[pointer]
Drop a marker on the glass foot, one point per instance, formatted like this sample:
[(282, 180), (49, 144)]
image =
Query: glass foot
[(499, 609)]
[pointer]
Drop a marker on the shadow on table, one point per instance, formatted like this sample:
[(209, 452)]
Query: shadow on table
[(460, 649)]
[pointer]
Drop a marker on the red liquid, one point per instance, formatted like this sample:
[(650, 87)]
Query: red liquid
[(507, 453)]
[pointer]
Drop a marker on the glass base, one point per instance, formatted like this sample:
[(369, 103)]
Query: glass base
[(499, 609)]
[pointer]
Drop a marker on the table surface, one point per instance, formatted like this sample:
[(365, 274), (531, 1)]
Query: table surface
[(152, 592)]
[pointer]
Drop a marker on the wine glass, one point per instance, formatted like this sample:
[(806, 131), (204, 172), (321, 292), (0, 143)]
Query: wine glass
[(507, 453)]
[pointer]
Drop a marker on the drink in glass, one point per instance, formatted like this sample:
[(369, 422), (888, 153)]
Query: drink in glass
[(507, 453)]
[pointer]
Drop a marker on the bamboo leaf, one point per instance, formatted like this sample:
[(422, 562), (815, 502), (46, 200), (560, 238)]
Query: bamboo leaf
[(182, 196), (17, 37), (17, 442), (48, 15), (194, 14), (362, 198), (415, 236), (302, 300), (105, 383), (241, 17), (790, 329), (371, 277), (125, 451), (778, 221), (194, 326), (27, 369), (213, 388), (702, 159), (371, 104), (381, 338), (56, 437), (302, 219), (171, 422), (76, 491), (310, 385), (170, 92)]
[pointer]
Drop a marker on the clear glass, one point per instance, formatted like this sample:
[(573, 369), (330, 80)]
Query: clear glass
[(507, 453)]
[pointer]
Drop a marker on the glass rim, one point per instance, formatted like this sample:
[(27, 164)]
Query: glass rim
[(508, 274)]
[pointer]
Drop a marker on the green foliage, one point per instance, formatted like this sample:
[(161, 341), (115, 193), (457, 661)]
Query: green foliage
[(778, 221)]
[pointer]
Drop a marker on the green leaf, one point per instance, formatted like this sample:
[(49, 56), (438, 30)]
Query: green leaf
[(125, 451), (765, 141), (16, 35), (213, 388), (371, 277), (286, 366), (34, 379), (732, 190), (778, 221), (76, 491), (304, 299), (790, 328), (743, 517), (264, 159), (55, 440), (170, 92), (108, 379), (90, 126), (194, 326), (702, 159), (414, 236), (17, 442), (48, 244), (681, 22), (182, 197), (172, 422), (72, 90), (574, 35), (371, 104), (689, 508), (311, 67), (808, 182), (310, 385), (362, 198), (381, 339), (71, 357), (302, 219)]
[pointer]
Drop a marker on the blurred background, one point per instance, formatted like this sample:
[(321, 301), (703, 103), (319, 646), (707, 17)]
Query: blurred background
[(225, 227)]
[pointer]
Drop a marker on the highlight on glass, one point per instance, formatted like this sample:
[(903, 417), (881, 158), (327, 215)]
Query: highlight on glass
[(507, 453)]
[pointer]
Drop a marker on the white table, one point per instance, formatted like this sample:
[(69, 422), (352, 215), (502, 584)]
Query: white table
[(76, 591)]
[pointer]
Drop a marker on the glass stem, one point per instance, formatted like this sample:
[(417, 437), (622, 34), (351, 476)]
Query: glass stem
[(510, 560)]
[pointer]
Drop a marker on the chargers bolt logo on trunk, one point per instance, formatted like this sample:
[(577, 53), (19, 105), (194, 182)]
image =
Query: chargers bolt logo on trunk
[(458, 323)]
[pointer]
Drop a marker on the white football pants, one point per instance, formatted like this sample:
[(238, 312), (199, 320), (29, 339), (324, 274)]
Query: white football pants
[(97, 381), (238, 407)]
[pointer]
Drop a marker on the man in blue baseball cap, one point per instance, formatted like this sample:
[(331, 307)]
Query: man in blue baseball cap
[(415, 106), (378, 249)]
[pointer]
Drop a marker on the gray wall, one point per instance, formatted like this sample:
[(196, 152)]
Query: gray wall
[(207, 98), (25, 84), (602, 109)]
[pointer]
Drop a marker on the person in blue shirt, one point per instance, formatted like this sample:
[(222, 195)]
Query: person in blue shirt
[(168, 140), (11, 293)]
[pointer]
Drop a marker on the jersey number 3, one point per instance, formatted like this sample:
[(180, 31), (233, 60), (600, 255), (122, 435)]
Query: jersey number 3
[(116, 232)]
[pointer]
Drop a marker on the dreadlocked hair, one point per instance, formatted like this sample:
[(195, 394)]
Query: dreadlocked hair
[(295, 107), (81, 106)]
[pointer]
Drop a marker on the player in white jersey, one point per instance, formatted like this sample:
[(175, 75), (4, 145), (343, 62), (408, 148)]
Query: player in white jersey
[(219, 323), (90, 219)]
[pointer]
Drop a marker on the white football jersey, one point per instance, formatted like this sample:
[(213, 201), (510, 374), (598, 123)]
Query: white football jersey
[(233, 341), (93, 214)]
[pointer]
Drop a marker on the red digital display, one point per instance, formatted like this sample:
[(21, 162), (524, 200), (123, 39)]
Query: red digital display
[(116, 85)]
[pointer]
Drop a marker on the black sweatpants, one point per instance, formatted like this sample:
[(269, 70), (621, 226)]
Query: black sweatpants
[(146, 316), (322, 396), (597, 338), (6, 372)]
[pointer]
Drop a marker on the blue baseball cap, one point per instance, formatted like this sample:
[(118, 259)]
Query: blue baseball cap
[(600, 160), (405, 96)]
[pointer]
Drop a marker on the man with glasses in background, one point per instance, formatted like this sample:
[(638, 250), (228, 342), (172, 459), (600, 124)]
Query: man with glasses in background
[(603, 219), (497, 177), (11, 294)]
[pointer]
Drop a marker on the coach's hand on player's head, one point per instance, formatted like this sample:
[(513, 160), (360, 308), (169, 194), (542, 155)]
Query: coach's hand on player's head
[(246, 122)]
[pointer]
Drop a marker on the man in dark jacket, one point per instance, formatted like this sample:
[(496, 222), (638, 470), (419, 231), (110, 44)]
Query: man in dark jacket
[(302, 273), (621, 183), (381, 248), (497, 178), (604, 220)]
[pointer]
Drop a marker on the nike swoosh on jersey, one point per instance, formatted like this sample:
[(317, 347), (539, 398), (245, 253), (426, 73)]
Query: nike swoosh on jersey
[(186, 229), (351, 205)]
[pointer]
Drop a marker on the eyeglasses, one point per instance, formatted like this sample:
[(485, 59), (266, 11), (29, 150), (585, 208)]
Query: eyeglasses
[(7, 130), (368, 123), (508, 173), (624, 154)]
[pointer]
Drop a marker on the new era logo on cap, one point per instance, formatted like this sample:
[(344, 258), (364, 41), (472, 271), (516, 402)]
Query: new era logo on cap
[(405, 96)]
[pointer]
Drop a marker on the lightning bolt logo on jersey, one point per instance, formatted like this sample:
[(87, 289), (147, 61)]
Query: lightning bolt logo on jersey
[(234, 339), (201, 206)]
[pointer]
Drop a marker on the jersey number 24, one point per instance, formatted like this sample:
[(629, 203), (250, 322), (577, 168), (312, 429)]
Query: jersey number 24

☆ ☆ ☆

The full set of records must be output again exactly.

[pointer]
Drop a marker on the glass foot, one point per instance, formatted like this sample:
[(282, 180), (49, 144)]
image =
Query: glass foot
[(499, 609)]
[pointer]
Drop a marker on the shadow on table, one point per instance, formatted like this sample:
[(209, 452)]
Query: shadow on table
[(460, 649)]
[pointer]
Drop a marker on the red liquid, one point per instance, formatted like this sample:
[(650, 87)]
Query: red liquid
[(507, 453)]
[pointer]
Drop a marker on the glass base, one point per instance, formatted like this sample:
[(369, 103)]
Query: glass base
[(499, 609)]
[pointer]
Drop a marker on the table surface, one point per instance, formatted like this sample:
[(365, 274), (531, 1)]
Query: table surface
[(152, 592)]
[pointer]
Drop a marker on the wine glass, one point per instance, formatted like this sample:
[(806, 131), (204, 172), (321, 292), (0, 143)]
Query: wine glass
[(507, 453)]
[pointer]
Drop a marker on the drink in glass, one point per instance, formatted like this sample:
[(369, 422), (888, 153)]
Query: drink in glass
[(507, 453)]
[pointer]
Drop a marker on the bamboo leaf, one point per instance, formatted like this sample:
[(422, 562), (815, 502), (46, 200), (560, 238)]
Query: bamboo leaf
[(182, 196), (17, 37), (17, 442), (48, 15), (194, 14), (362, 198), (415, 236), (302, 300), (105, 383), (241, 17), (790, 329), (371, 277), (125, 451), (778, 221), (194, 326), (27, 369), (213, 388), (702, 159), (371, 104), (381, 338), (56, 437), (302, 219), (171, 422), (76, 491), (310, 385), (170, 92)]
[pointer]
Drop a marker on the clear glass, one point per instance, formatted like this sample:
[(573, 369), (330, 80)]
Query: clear glass
[(507, 453)]
[pointer]
Drop a marker on the glass rim, one point per instance, formatted like this sample:
[(27, 164)]
Query: glass rim
[(508, 274)]
[pointer]
Drop a marker on the green foliage, one point per instance, formatted like this sample:
[(161, 341), (115, 193), (457, 661)]
Query: green foliage
[(778, 221)]
[pointer]
Drop a marker on the green leaf, one point per instance, formatted like this sample:
[(49, 56), (438, 30)]
Query: green leaf
[(125, 451), (765, 141), (16, 35), (213, 388), (371, 277), (286, 366), (34, 379), (732, 190), (778, 221), (76, 491), (304, 299), (790, 328), (743, 517), (264, 159), (55, 440), (170, 92), (108, 379), (90, 126), (194, 326), (702, 159), (414, 236), (17, 442), (48, 244), (681, 22), (182, 197), (172, 422), (72, 90), (574, 35), (371, 104), (689, 508), (311, 67), (808, 182), (310, 385), (362, 198), (381, 339), (71, 357), (302, 219)]
[pointer]
Drop a marker on the blurred background, one point per instance, formatted like this sample:
[(321, 301), (703, 103), (319, 646), (707, 17)]
Query: blurred background
[(225, 227)]
[pointer]
Drop a marker on the highlight on glass, one point per instance, formatted like this sample:
[(903, 417), (881, 158), (327, 215)]
Query: highlight on glass
[(507, 453)]
[pointer]
Drop a marker on the white table, one point per instance, formatted like this sample:
[(69, 422), (352, 215), (502, 584)]
Query: white table
[(76, 591)]
[pointer]
Drop a marker on the glass stem, one point per instance, formatted like this sample:
[(417, 437), (622, 34), (351, 476)]
Query: glass stem
[(510, 560)]
[pointer]
Drop a marker on the chargers bolt logo on trunk, one point per instance, formatted like this sample:
[(577, 53), (19, 105), (194, 182)]
image =
Query: chargers bolt logo on trunk
[(458, 323)]
[pointer]
Drop a marker on the white football pants, one point per instance, formatted like this sample:
[(238, 312), (199, 320), (29, 339), (324, 274)]
Query: white football pants
[(97, 381), (238, 407)]
[pointer]
Drop a marker on the man in blue baseball cap, one point per instance, formatted like this sample:
[(331, 307)]
Query: man in blue baseball cap
[(415, 106), (378, 249)]
[pointer]
Drop a marker on the gray wall, one point per instance, formatted like this sample:
[(196, 152)]
Query: gray wall
[(207, 98), (25, 84), (602, 109)]
[pointer]
Drop a marker on the person in blue shirt, one point per instance, formatted like this sample:
[(222, 195)]
Query: person in blue shirt
[(168, 140), (11, 293)]
[pointer]
Drop a marker on the jersey number 3, one point per instance, formatted like this sample:
[(180, 31), (233, 60), (600, 255), (122, 435)]
Query: jersey number 3
[(116, 232)]
[pointer]
Drop a marker on the dreadlocked hair, one point per instance, formatted like this sample:
[(195, 394)]
Query: dreadlocked hair
[(295, 107), (81, 106)]
[pointer]
Drop a marker on the player in white jersey, one point per instance, formatted like this sample:
[(175, 75), (4, 145), (343, 62), (408, 148)]
Query: player in white jersey
[(219, 323), (90, 219)]
[pointer]
Drop a marker on the white football jersey, one point per instance, formatted like this sample:
[(213, 201), (510, 374), (598, 123)]
Query: white football jersey
[(233, 341), (93, 214)]
[pointer]
Drop a marker on the red digital display, one point per instance, formatted like this sample:
[(21, 162), (524, 200), (123, 39)]
Query: red digital display
[(116, 85)]
[pointer]
Drop a marker on the black sweatpants, one point per instance, formatted like this sample:
[(269, 70), (621, 226)]
Query: black sweatpants
[(146, 316), (322, 396), (597, 338), (6, 372)]
[pointer]
Drop a marker on the blue baseball cap, one point per instance, formatted like this sample:
[(118, 259)]
Query: blue baseball cap
[(600, 160), (405, 96)]
[pointer]
Drop a marker on the man with glasses in background, one point per instance, formatted like this sample:
[(638, 250), (228, 342), (172, 459), (600, 124)]
Query: man with glasses in background
[(603, 219), (497, 177), (11, 294)]
[pointer]
Drop a marker on the coach's hand on player's head, one point per instance, formatted like this sample:
[(513, 160), (360, 308), (169, 194), (542, 155)]
Query: coach's hand on player's head
[(246, 122)]
[pointer]
Drop a marker on the man in dark jacket, one point per instance, formatted like this sample:
[(496, 222), (638, 470), (419, 231), (110, 44)]
Query: man in dark jacket
[(302, 273), (621, 183), (381, 248), (497, 178), (604, 220)]
[pointer]
Drop a marker on the nike swoosh on jersey, one point per instance, formatted like this sample:
[(317, 347), (539, 398), (245, 253), (426, 73)]
Query: nike swoosh on jersey
[(186, 229), (351, 205)]
[pointer]
Drop a marker on the eyeglasses, one point per instance, formatted like this sample:
[(485, 59), (266, 11), (29, 150), (585, 208)]
Query: eyeglasses
[(7, 130), (368, 123), (508, 173), (624, 154)]
[pointer]
Drop a marker on the new era logo on cap, one point per instance, formatted like this sample:
[(344, 258), (364, 41), (472, 271), (516, 402)]
Query: new era logo on cap
[(405, 96)]
[pointer]
Drop a marker on the lightning bolt logo on jersey, one point per instance, formatted like this sample:
[(87, 289), (147, 61)]
Query: lightning bolt logo on jersey
[(234, 339), (201, 206)]
[pointer]
Drop a marker on the jersey number 24, one point per instance, formatted like this sample:
[(629, 203), (250, 322), (577, 168), (312, 429)]
Query: jersey number 24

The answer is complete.